* Kaynak Belge *
Milyarcamızdan bazıları: 7 ilham veren güçlü kadın
‘Güç’ kavramını sadece kendine hak gören düşüncelere inat gücünü, kendi gibi olma cesaretinden alan, gerçekleştirdikleri ve temsil ettikleriyle ilham veren kadınları hepimiz tanıyoruz. Milyarlarcamızdan bazılarını ise yeniden hatırlıyoruz.
WONDER WOMAN
Çizgi roman sayfalarında hayat bulan, 1941 yılında tanıştığımız süper kahramanımız Diana of Themyscira, bilinen adıyla Wonder Woman, döneminin kadınlara atfedilen normlarına karşı çıkan, güçlü (gerçekten!), cesur ve özgür bir karakter. ‘Güçlü kadın’ fikrini genetiğinde bulunduran kahraman, aynı zamanda özel güçlerinde mitolojik esintiler taşıyor. Afrodit, Athena, Artemis ve daha fazlasının güçlerinin bir araya geldiği bu yetenek paketiyle tanışmayı ise pek istemezsiniz… Tamamen ‘süper’ güçlere sahip Wonder Woman, adeta birden fazla yeteneğiyle yenilmez bir imaja sahip. Güçlerinin yanı sıra hayranlık uyandıran karizması ve görünümüyle de kalbimizin en özel köşesinde. O, muhtemelen aramızda bir yerde ve kesinlikle ruhumuzun derinlerinde.

Nesne konumu etiketleme kayıtları:
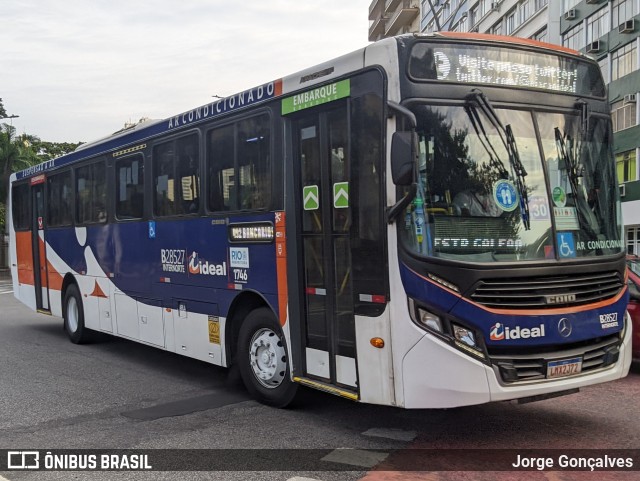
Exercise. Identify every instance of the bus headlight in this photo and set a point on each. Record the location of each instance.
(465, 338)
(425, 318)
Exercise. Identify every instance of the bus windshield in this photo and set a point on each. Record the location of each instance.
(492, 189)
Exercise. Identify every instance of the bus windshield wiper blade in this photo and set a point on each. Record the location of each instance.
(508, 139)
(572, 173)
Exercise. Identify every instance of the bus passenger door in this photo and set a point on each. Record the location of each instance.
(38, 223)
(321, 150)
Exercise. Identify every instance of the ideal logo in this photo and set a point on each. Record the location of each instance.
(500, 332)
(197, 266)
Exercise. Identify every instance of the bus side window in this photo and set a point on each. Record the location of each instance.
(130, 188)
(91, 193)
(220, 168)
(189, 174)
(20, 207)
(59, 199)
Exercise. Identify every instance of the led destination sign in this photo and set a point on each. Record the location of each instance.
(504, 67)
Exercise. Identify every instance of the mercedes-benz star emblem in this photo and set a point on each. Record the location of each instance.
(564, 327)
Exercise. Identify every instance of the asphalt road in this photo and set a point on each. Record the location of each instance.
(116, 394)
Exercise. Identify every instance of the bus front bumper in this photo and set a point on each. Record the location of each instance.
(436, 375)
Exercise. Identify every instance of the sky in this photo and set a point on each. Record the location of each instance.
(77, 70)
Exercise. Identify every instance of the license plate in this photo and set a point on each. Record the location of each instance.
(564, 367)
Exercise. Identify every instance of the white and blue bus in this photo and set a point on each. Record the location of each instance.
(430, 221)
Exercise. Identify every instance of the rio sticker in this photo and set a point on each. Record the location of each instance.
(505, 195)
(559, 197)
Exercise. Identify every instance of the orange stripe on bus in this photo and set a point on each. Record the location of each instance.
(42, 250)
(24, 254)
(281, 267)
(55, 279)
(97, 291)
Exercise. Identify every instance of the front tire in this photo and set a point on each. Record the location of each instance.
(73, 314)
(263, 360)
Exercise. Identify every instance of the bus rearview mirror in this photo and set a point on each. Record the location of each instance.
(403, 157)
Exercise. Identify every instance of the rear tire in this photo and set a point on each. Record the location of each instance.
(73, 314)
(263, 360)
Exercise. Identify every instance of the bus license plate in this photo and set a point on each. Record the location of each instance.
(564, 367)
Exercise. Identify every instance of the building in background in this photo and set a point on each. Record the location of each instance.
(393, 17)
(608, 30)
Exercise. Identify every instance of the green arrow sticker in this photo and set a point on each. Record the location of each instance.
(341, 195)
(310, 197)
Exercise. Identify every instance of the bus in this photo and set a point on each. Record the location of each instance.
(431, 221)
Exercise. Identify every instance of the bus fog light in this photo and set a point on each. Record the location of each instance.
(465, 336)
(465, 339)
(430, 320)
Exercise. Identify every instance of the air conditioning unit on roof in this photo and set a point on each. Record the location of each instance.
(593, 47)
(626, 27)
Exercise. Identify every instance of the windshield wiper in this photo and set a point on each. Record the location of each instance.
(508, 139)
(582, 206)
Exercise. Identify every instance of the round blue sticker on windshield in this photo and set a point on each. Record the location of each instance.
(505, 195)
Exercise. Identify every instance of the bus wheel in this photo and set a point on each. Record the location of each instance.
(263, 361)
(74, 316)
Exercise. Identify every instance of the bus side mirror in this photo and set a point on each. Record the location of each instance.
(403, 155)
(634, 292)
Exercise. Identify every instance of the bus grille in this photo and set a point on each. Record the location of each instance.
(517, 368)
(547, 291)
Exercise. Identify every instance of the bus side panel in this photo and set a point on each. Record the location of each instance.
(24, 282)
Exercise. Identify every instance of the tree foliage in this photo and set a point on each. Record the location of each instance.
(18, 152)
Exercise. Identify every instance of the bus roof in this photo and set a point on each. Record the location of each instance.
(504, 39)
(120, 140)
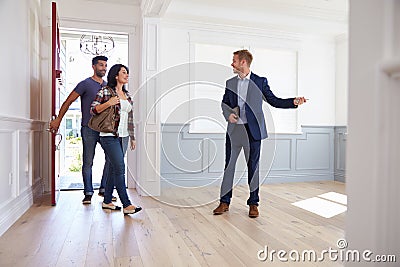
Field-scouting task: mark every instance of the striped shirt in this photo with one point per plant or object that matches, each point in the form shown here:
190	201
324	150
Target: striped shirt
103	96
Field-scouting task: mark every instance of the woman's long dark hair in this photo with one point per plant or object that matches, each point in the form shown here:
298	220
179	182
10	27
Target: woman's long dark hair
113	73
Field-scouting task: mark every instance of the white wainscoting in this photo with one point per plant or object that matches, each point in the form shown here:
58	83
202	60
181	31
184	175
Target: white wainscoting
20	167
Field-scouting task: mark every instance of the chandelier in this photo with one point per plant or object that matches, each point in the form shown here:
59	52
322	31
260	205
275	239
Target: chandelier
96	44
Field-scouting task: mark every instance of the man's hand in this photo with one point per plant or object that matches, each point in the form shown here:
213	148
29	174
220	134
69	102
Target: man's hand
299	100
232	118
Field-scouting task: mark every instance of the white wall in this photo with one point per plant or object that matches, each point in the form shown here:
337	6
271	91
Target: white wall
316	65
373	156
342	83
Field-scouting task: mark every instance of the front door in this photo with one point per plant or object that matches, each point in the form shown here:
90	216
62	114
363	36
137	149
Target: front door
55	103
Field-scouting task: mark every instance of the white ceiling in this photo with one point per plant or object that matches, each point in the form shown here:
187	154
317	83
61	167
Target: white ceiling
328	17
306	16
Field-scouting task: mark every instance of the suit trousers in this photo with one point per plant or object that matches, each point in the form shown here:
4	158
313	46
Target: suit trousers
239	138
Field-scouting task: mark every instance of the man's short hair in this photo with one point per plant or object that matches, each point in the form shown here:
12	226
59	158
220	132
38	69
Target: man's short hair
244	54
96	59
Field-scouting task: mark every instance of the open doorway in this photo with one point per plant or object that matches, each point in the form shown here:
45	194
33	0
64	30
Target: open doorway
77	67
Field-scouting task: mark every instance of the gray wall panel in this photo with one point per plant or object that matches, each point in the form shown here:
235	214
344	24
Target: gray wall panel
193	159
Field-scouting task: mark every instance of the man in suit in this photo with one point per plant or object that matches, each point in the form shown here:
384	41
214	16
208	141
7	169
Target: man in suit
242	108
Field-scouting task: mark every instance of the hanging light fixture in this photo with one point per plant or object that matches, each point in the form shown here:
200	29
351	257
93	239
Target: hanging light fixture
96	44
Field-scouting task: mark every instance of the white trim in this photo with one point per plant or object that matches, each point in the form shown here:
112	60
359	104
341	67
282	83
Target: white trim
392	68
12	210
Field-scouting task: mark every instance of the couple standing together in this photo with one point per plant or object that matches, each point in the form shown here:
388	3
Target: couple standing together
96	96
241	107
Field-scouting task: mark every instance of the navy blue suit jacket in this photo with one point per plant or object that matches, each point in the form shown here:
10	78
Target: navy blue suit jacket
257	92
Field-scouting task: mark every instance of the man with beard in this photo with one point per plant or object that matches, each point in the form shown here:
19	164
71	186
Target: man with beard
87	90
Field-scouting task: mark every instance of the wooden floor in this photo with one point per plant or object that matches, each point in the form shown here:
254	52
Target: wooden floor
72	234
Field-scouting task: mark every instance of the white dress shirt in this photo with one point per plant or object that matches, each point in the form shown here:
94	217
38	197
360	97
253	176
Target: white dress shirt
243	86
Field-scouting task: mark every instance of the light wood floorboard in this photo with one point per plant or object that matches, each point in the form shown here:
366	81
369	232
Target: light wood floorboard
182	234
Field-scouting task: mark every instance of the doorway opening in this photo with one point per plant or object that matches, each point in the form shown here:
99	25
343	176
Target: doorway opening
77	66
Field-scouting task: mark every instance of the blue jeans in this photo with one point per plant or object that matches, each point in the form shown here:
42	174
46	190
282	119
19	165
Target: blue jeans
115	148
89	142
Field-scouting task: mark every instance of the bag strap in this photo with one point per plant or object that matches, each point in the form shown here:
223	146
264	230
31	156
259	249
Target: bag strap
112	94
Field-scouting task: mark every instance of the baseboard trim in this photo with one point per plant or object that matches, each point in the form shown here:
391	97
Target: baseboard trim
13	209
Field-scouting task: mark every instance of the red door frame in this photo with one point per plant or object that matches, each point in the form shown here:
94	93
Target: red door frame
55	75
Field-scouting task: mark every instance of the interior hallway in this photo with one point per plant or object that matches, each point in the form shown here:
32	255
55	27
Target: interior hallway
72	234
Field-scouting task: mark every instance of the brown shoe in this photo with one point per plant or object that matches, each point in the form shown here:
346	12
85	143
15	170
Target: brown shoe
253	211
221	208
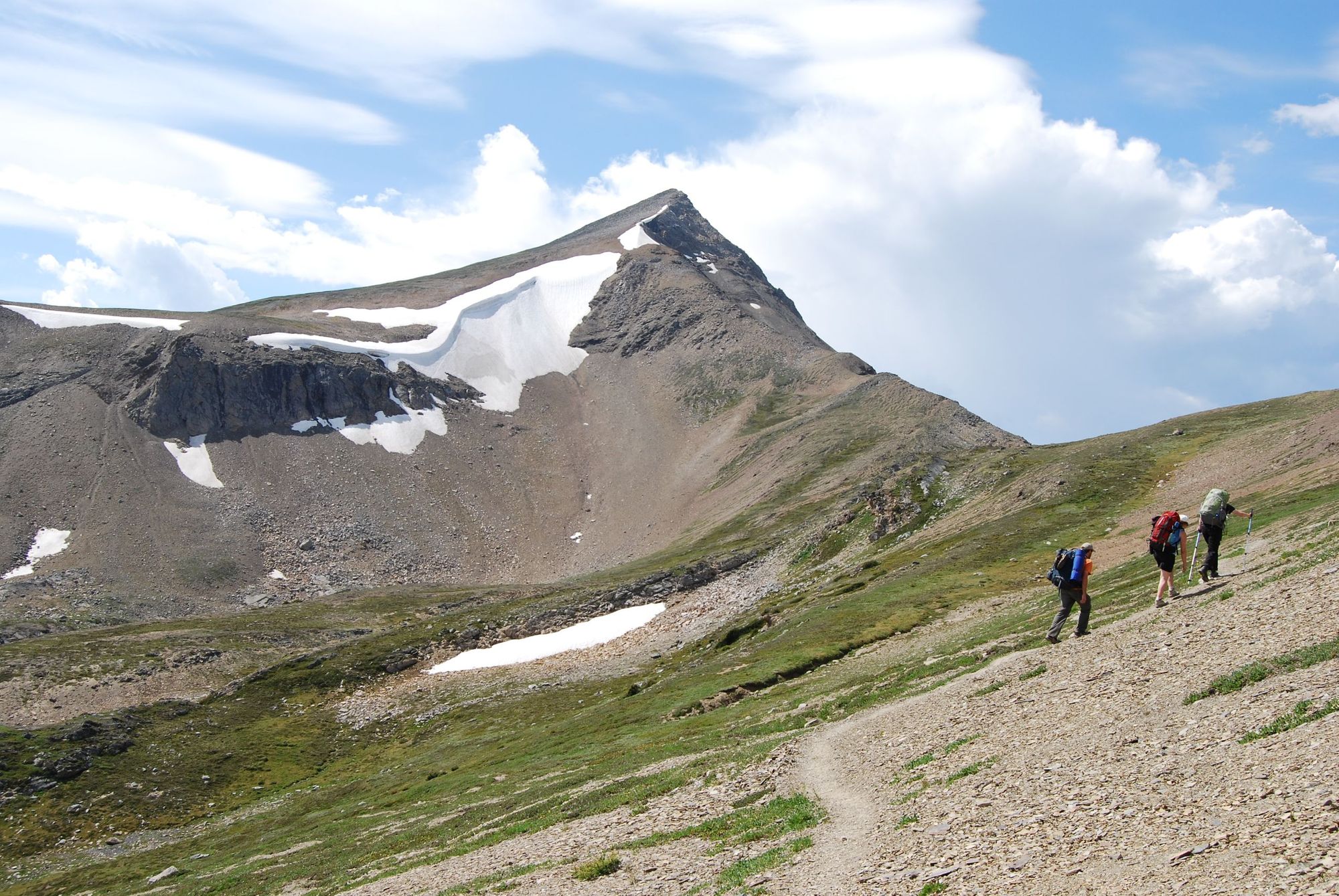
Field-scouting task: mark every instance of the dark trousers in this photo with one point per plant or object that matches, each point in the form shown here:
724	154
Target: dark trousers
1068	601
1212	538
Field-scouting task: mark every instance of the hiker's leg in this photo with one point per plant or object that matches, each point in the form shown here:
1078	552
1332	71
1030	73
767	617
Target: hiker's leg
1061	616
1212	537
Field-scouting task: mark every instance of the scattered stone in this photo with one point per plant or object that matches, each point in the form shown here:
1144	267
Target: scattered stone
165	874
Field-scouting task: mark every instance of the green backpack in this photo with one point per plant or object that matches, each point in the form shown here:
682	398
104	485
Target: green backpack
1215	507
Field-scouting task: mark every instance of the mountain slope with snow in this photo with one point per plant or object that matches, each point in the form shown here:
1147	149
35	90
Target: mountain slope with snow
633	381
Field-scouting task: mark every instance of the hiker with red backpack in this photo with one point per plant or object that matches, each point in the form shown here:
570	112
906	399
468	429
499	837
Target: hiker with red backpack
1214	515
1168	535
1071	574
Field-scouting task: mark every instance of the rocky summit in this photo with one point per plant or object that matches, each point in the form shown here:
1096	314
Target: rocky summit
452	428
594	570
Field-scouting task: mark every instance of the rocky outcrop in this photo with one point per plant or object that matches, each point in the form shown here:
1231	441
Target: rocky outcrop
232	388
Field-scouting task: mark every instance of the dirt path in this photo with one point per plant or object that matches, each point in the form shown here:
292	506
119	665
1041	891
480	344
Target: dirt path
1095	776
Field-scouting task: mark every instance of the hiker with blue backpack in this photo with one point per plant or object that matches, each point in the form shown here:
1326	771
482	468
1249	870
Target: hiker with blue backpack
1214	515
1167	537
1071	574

* Çözülecek Problemler *
**A)** Güçlü kadınlar yazısına göre aşağıdaki soruları yanıtlayın:
(i) Wonder Woman ile hangi yılda tanışılmıştır?
(ii) Wonder Woman'ın asıl adı nedir?
(iii) Wonder Woman'ın güçlerinde bir araya geldiği belirtilen isimlerden yazıda adı geçen üçü hangileridir?
**B)** Listede "Field-scouting task: mark every instance of the hiker with blue" ifadesini içeren satırdan listenin sonuna kadar uzanan bölümü, istekler dahil ve iki uç da içinde olmak üzere yeniden yazın. Bu bölümde yalnızca yanıtlardaki koordinatları 1,05 ile ölçekleyip tam sayıya yuvarlayın; yarımları yukarı yuvarlayın.

* Görev Görev Çözümler *
**A)**
(i) 1941
(ii) Diana of Themyscira
(iii) Afrodit, Athena ve Artemis

**B)**
Field-scouting task: mark every instance of the hiker with blue backpack in this photo with one point per plant or object that matches, each point in the form shown here:
1326	771
482	468
1249	870
Target: hiker with blue backpack
1275	541
1225	564
1125	603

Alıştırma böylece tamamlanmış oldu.